┌─ Text segment
I absolutely agree. In any case I should have said "racism" anyway, as I'm comparing the ideas, with one being seen generally as "held by many but ill informed" and the other being seen almost with incredulity.
Cough... it could be worse...

Is there something about the ginger thing specifically that makes you think it's ironic or manufactured? Cartman on south park is very antisocial and racist in a classic sense. A recurring theme is his hatred of blacks, jews, women, gays...

Many Irish people have red hair. It's possible this is just the usual kind of racism.

Well, the idea is that although Cartman qua character is unironically antisocial and racist, the intention of showing him behaving that way on a comedy show is supposed to be understood by viewers as ironic and not an endorsement by the show's creators of that behavior or viewpoint. OP is suggesting that ironic distancing in this regard is less possible than we like to think it is.
I know lots of kids that wouldn't even know to mock Jews if it weren't for Cartman. Seeing Cartman say the things he does is kind of like news media publicizing the latest life-threatening dangerous fad in the schoolyards; they make it seem more common than it is, and, therefore, make it possible to emulate. I've known kids have their vocablulary and modes of expression completely changed by South Park, in ways that made them seem incredibly rude and cruel by real-life, mainstream standards. It took me watching South Park to find out that they didn't mean to be especially hostile or anything, they were just aping a show where "fuck" and "asshole" carried about as much aggressiveness as a punctuation mark.
In fairness, the irony levels on South Park were not designed for children to appreciate or understand.
Doesn't stop them from loving it because of the toilet humour and the incessant swearing. Also, this is one of the reasons why I dislike irony; what's to stop you from replying to any critic "my level of recursive irony is one tier higher than yours; you just don't have the refinement in taste to truly grasp it". You can make millions with this all-explaining non-explanation. In fact, many modern artists did; it's the whole concept behind camp and kitsch. Campbell's Instant Tomato Soup indeed.
Critiquing something based on quality is one thing; if your intended audience doesn't enjoy it then you have failed, no matter how much a small subset may love it "ironically". If you intended audience is adults, however, than inevitably your work is going to contain material that causes unintended effects when they watch it. I believe the standard example here is hardcore pornography - the problem isn't that it scars children's minds, it's that children's minds were exposed to it. In this particular case, the assumption was that viewers, as educated adults in a modern society, would be aware that racism was, y'know, wrong. It was optimized for such people, not for impressionable children.
└─
┌─ Dataset
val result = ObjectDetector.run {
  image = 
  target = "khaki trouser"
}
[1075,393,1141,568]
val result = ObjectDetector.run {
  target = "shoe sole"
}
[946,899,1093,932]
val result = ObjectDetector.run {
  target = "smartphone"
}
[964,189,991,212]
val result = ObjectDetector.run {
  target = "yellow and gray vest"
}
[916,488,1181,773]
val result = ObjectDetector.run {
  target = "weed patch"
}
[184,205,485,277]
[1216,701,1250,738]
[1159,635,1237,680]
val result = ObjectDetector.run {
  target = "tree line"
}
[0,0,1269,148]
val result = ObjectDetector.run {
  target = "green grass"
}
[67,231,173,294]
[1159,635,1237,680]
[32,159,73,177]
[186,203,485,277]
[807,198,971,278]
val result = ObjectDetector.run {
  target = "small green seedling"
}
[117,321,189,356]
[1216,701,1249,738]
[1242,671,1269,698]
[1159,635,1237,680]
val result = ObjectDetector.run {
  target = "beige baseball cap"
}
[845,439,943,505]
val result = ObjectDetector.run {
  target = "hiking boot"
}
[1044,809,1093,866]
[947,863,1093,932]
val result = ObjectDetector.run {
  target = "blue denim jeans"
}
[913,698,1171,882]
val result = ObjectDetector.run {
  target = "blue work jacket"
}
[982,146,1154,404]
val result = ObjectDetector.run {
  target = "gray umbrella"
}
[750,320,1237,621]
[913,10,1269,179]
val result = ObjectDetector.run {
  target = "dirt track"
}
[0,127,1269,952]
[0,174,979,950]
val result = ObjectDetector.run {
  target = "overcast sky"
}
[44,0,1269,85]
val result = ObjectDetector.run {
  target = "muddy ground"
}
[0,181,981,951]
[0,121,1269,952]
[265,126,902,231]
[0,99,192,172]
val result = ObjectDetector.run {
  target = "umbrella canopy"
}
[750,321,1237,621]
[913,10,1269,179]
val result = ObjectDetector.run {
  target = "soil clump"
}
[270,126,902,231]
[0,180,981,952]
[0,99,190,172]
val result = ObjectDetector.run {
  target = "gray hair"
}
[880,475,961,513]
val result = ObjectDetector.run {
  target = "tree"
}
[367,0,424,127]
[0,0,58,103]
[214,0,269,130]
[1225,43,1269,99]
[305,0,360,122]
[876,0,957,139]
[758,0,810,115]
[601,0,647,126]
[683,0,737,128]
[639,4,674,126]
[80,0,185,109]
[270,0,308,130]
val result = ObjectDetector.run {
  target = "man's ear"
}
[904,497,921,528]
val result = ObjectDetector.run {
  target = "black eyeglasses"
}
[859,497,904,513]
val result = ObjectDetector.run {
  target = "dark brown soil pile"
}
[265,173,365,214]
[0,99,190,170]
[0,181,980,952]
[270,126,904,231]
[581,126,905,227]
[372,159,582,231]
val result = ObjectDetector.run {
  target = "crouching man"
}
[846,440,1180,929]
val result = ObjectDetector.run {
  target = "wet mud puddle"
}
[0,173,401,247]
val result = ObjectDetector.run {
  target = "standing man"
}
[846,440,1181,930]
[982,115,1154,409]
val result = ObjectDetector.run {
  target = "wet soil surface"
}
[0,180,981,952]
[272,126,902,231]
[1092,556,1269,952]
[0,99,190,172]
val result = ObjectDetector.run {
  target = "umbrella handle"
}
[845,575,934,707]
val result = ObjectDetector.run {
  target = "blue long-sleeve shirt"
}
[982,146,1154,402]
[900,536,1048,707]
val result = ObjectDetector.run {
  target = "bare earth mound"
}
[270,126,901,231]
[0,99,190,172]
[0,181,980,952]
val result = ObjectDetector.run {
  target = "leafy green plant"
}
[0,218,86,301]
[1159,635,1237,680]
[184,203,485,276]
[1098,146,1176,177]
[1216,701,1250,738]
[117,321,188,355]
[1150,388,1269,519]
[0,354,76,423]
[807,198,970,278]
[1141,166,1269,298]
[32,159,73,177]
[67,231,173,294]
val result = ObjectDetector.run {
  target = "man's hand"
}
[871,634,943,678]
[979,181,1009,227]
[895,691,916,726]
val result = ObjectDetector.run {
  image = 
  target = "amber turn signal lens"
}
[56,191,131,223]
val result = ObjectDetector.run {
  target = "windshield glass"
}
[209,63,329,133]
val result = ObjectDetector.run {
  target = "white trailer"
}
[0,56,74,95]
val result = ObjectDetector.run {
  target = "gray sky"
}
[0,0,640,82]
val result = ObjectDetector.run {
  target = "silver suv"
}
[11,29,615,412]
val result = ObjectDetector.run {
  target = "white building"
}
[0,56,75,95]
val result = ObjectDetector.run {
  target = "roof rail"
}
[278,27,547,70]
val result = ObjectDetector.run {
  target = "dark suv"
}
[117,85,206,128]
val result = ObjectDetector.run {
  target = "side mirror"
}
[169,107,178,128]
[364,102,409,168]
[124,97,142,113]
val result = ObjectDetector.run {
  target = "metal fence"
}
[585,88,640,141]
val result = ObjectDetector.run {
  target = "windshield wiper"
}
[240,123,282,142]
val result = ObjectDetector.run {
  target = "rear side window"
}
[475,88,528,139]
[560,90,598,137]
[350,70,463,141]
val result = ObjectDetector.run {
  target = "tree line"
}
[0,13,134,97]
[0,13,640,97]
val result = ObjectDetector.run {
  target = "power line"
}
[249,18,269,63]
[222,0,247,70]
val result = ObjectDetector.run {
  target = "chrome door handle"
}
└─
Task to carry out: Condense the paragraph of the discussion above that begins "I know lots of kids" into three sentences, keeping its main facts.

Result of this exercise: According to the writer, many children would not even know to mock Jews without Cartman, because the show makes such talk look common, much as news coverage of a dangerous schoolyard fad does, and that makes it easy to copy. Some kids the writer knew had their vocabulary and manner of speaking entirely changed by South Park, so that they seemed rude and cruel by mainstream standards. Only after watching the show did the writer see that these kids meant no particular hostility and were imitating a show where "fuck" and "asshole" carried about as much aggression as a punctuation mark.